Requirement >>
For each line in the data that includes "below", make a copy.

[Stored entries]
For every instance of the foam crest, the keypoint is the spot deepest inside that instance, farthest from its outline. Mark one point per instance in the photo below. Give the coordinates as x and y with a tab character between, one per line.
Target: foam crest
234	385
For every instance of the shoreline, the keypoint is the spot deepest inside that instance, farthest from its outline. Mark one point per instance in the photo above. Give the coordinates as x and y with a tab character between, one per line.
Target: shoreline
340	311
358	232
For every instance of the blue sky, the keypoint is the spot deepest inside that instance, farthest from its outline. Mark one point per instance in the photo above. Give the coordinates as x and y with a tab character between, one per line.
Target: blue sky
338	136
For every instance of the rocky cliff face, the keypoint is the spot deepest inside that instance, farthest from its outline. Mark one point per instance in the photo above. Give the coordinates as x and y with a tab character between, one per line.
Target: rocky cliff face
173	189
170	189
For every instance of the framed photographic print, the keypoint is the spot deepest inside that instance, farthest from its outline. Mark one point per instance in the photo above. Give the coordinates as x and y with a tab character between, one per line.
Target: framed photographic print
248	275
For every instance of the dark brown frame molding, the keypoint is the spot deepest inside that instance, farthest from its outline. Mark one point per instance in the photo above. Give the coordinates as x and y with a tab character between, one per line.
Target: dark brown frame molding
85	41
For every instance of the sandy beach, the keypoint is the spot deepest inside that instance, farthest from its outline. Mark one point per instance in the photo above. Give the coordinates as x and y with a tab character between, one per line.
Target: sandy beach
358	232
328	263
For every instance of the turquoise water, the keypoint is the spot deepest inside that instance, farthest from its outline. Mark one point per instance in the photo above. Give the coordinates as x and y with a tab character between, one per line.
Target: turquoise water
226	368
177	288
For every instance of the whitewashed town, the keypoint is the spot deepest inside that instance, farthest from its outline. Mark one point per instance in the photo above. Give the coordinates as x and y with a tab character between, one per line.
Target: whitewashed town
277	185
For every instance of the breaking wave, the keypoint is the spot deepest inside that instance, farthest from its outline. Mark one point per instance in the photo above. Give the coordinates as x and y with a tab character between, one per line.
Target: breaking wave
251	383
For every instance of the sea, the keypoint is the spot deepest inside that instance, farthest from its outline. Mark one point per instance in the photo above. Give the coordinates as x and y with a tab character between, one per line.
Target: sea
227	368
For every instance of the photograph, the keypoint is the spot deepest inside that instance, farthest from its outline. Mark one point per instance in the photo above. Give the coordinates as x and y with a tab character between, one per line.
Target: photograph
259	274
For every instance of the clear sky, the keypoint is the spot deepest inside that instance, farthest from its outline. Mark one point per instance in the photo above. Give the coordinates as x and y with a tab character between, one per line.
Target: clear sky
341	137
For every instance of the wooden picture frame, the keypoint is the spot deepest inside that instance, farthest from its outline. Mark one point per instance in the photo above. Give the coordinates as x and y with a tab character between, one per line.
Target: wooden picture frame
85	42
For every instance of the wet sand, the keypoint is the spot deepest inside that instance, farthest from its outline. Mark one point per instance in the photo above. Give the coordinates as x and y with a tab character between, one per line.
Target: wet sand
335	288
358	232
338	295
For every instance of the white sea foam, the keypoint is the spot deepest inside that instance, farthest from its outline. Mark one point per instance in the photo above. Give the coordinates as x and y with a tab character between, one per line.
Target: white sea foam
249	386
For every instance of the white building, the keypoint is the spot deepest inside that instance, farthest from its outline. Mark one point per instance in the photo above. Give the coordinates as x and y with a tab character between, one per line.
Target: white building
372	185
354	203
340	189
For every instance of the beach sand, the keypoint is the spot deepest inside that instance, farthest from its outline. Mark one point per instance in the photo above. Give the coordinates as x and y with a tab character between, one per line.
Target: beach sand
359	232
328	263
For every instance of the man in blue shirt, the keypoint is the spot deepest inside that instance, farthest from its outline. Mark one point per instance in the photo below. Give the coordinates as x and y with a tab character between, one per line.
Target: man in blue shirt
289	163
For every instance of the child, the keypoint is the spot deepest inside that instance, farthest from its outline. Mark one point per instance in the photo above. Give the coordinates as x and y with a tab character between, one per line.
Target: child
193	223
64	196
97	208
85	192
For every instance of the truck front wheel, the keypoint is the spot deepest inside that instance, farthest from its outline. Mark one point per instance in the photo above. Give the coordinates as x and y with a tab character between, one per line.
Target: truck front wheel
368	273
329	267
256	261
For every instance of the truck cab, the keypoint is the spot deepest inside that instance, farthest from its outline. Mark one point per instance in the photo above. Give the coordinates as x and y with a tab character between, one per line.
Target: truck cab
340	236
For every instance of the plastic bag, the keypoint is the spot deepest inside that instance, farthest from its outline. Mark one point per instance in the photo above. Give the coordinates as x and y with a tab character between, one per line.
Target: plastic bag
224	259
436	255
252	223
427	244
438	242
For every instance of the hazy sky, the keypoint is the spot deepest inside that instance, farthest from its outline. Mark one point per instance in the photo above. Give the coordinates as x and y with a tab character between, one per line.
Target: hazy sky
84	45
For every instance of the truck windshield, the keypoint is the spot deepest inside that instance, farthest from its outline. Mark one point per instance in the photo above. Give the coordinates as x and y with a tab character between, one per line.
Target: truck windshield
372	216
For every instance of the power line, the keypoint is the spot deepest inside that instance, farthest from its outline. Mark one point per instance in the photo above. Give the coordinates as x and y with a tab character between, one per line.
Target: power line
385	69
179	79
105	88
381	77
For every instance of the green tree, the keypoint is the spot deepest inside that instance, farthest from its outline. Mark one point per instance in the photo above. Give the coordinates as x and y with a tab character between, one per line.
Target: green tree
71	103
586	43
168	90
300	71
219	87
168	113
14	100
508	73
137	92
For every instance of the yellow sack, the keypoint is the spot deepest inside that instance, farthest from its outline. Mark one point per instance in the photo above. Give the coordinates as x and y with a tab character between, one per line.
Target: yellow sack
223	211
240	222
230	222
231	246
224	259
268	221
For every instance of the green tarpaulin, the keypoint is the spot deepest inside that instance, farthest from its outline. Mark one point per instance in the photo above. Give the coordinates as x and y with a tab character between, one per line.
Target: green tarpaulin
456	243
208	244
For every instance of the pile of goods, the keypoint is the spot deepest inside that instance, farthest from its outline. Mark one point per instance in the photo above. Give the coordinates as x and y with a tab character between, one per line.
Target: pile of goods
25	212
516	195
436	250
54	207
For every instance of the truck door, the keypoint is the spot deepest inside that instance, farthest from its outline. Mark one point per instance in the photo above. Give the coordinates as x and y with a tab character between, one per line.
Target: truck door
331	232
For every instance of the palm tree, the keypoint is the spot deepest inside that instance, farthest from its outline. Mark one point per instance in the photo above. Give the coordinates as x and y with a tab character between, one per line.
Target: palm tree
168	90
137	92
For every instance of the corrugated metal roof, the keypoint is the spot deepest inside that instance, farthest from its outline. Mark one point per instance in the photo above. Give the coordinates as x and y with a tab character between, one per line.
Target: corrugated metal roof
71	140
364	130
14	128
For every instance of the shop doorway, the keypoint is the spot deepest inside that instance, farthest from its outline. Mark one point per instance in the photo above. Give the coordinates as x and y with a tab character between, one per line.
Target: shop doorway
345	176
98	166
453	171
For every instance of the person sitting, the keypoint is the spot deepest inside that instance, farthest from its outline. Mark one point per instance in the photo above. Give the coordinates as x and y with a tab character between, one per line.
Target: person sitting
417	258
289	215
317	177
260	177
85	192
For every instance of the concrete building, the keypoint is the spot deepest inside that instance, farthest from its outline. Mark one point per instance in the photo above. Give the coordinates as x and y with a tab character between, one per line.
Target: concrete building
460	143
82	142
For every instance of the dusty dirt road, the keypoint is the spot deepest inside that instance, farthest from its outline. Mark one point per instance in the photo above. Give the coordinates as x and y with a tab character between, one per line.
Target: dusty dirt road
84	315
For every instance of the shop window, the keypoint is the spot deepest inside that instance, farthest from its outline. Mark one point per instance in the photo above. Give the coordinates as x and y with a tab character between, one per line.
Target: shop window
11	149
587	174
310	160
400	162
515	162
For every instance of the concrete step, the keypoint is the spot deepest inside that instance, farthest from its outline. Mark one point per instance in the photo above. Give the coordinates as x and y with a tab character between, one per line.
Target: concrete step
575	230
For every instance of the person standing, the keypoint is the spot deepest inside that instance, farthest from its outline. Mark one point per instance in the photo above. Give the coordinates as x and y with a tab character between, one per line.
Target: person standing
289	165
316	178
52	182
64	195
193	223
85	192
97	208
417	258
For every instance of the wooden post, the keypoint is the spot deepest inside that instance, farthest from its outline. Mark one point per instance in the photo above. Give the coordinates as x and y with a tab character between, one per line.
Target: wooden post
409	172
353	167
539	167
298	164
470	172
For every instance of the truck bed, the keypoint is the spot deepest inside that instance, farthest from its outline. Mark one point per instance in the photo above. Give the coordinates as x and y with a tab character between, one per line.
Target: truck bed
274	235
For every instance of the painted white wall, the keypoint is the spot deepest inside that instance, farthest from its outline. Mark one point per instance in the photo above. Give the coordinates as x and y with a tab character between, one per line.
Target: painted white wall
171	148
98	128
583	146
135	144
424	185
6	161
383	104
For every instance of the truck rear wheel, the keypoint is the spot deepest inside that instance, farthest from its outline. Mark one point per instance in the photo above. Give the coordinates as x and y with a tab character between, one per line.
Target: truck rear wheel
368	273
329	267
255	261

Written solution >>
For every instance of the foam crest, the keypoint is the spot deepest inside that instance, farthest from its outline. Mark one point per instance in the photo below. Give the coordinates as x and y with a tab character between, one per line.
For every instance of the man in blue shirt, the keypoint is the spot deepest inside that instance, farthest from its outline. Mark one point per instance in the photo below. Give the coordinates as x and y with a tab character between, one per line.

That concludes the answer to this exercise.